══ ESTRATTO ══

Omelia del Vescovo Domenico
Verona, Tempio votivo, 4 novembre 2023
Memoria di San Carlo Borromeo S. Messa con rito di ordinazione presbiterale di don Matteo Franzoni, C.O.
(1 Gv 3,13-16; Sl 22; Gv 10, 11-18)
L’epitaffio di un cristiano del II secolo – San Filippo Neri una volta giunto a Roma da Firenze si temprò con la preghiera e la meditazione nelle catacombe di san Sebastiano – recita così: “Io, di nome Abercio, discepolo del casto pastore che pasce greggi di pecore per monti e per piani; egli ha grandi occhi che guardano dall’alto dovunque”. I “grandi occhi” sono quelli del “bel pastore”, come Gesù si autodefinisce. Quel che manca oggi alla nostra generazione è un tale sguardo. Ci siamo sottratti troppo frettolosamente allo sguardo di Dio per ritrovarci sotto l’occhio del “grande Fratello” che ci geo-localizza, lasciandoci nella nostra solitudine esistenziale. Solo la fede cristiana dona uno sguardo nuovo. Quello di cui si parla nella 1 lettera di Giovanni: “Da questo abbiamo conosciuto l’amore: Egli ha dato la sua vita per noi; quindi anche noi dobbiamo dare la vita per i fratelli”.

═══

* **SU COSA LAVORARE**: Trascrivi dall'omelia il passo che comincia con "Omelia del Vescovo" e prosegue fino a "Matteo Franzoni, C.O.".

══ DATI GREZZI ══

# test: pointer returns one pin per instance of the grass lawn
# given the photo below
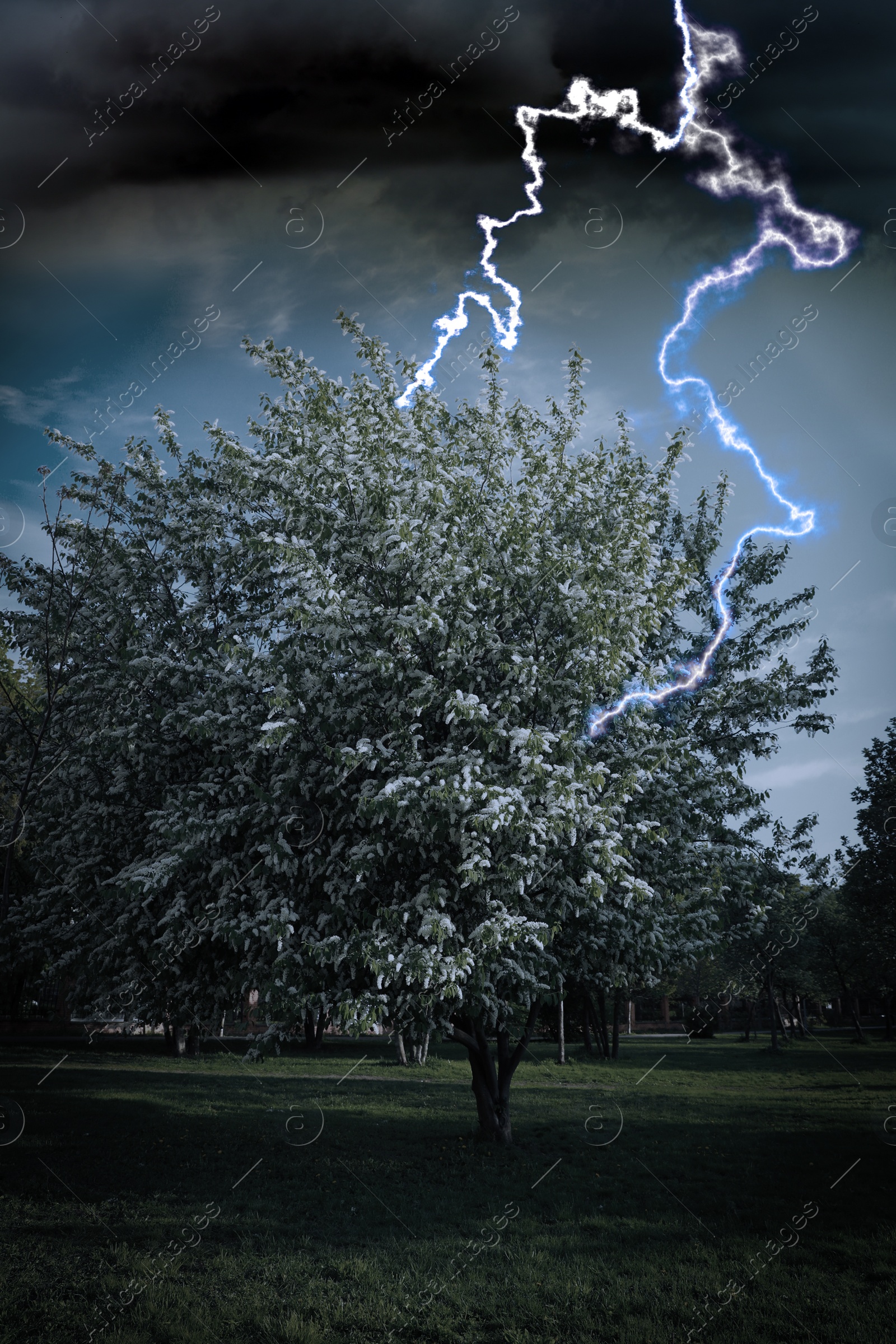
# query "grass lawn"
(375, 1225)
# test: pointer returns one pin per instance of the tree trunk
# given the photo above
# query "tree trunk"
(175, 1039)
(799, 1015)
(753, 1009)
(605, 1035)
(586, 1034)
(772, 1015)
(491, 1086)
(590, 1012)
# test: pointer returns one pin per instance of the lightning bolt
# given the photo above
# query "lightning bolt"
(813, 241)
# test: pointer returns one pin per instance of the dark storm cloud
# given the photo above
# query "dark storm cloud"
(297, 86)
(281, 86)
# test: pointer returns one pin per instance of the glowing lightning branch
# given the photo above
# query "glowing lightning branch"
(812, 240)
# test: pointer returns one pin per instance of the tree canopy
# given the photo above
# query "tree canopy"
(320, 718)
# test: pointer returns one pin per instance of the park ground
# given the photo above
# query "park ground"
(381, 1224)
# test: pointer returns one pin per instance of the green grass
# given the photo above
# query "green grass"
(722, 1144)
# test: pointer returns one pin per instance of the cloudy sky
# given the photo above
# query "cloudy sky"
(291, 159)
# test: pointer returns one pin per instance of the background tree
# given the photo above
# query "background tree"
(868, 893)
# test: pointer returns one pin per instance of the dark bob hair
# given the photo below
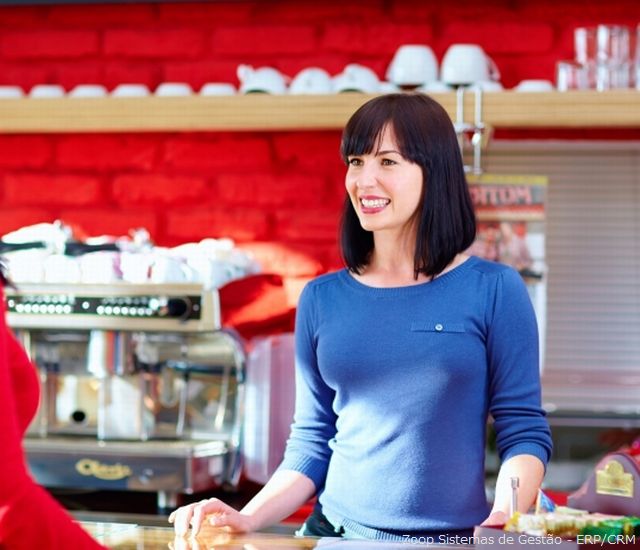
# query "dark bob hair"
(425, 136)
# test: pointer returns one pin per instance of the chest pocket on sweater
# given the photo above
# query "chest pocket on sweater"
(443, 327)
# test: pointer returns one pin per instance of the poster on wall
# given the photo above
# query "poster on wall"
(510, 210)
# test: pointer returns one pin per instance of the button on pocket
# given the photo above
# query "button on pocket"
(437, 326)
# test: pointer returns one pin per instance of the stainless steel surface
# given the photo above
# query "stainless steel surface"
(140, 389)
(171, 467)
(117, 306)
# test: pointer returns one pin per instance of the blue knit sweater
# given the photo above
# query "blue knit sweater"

═══

* **SOLUZIONE**:
Omelia del Vescovo Domenico
Verona, Tempio votivo, 4 novembre 2023
Memoria di San Carlo Borromeo S. Messa con rito di ordinazione presbiterale di don Matteo Franzoni, C.O.